YOUR TASK
An exact, word-for-word copy of the entries is required, beginning at the line that contains "If you could mark the sepia" and ending at the last line, both included.

########

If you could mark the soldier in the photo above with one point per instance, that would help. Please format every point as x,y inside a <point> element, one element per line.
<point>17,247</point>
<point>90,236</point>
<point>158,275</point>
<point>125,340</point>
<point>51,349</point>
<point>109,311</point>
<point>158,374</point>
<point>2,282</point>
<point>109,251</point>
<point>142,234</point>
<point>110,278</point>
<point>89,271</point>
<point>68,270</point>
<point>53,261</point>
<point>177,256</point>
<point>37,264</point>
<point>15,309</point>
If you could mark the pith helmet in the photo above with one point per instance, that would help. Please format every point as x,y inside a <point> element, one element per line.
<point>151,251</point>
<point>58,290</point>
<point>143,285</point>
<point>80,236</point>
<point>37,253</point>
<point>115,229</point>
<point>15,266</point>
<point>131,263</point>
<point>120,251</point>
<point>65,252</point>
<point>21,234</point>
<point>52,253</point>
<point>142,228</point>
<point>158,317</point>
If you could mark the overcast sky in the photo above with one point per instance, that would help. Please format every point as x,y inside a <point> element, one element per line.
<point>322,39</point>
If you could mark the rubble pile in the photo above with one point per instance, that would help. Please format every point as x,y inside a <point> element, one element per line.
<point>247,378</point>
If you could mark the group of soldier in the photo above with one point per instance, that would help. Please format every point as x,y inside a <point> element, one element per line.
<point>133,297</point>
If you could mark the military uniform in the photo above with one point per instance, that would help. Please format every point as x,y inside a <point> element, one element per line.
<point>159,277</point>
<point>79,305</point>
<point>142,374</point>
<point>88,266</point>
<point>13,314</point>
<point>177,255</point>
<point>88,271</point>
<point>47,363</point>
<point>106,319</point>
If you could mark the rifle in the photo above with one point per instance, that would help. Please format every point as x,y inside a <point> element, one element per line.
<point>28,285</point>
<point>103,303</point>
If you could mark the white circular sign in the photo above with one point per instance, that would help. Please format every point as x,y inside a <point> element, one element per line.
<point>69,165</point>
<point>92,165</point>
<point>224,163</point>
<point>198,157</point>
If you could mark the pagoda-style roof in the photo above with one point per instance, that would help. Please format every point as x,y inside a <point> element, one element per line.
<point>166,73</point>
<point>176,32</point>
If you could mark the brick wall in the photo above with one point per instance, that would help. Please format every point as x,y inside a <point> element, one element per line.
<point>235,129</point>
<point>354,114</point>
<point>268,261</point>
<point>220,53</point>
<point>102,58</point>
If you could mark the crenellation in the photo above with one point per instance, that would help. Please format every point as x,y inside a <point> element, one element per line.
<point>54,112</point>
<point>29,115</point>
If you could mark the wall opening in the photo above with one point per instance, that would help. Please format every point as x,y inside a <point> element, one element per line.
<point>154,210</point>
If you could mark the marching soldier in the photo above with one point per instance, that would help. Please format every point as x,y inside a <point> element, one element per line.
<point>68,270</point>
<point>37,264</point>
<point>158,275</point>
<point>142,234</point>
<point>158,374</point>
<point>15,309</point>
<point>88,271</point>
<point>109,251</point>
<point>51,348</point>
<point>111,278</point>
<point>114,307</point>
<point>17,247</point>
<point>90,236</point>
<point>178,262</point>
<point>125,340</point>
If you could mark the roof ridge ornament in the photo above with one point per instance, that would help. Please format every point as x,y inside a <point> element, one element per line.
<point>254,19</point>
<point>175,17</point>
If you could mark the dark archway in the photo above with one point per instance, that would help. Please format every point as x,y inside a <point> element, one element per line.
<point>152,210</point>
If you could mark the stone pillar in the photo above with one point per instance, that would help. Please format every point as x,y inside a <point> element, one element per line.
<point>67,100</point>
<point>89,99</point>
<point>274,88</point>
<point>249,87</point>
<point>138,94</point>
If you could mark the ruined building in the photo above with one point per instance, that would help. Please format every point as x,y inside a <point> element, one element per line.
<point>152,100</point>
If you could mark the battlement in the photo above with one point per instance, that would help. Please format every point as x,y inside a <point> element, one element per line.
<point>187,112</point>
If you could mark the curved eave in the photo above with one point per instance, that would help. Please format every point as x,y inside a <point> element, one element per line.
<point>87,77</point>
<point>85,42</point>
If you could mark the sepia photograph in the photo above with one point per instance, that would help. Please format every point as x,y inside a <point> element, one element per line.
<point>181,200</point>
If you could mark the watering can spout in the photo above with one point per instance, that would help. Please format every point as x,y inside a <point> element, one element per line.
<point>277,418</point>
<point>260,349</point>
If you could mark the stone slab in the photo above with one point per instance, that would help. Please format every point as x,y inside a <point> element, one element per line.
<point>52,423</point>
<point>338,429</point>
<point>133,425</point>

########

EXERCISE ANSWER
If you could mark the sepia photograph in the photo above with one point per instance, that would help. Please format every point as x,y inside a <point> element, one element per line.
<point>181,200</point>
If you could mark the watering can spout in the photo above with one point per instance, that would help. Please format every point as x,y inside a <point> element, one element per line.
<point>277,418</point>
<point>260,349</point>
If you could mark the stone slab in the photo above with one point per instance, that would help. Please format every point as x,y inside a <point> element, one element per line.
<point>52,423</point>
<point>338,429</point>
<point>133,425</point>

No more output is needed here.